[What you will do]
1 - In the article about the Acre Festival play, who wrote and directed "Palestine, Year Zero"?
2 - According to the article about the Acre Festival play, why did Miri Regev order "Palestine, Year Zero" to be vetted? Answer in one to three sentences.

[Study text]
* * *
Culture Minister Regev Orders Play Vetted for 'Insulting State Symbols'

The Acre Festival play, 'Palestine, Year Zero,' deals with a building assessor who evaluates the damage done to Palestinian homes by Israeli military activity.

Culture Minister Miri Regev.
Ilan Assayag

Culture and Sports Minister Miri Regev has instructed her staff to vet a play that is currently in rehearsal ahead of the Festival of Alternative Theater in Acre over Succot (October 17-20.)

Regev ordered the assessment of "Palestine, Year Zero," written and directed by Einat Weitzman, after "receiving complaints that the play contains messages of incitement that undermine the state and insult its symbols," according to her office.

Regev has also agreed with Acre mayor Shimon Lankri that the municipality will reassess the suitability of the play.

"Palestine, Year Zero," which will be performed in Arabic with Hebrew subtitles, is described by its producers as a "documentary comedy." It deals with an insurance assessor who is estimating the cost of damage done to Palestinian homes by Israeli military activity in Jerusalem, the West Bank and the Gaza Strip.

The play is performed by George Ibrahim, director of al-Kasbah Theater in Ramallah, Ghassan Ashkar, Amjad Badr, Anat Hadid and Khawla Ibrahim.
* * *
[The data]
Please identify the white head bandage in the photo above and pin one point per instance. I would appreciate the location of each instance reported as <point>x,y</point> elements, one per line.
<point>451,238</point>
* * *
[Answer set]
1 - Einat Weitzman wrote and directed it.

2 - According to her office, Regev ordered the assessment after receiving complaints that the play contains messages of incitement that undermine the state and insult its symbols.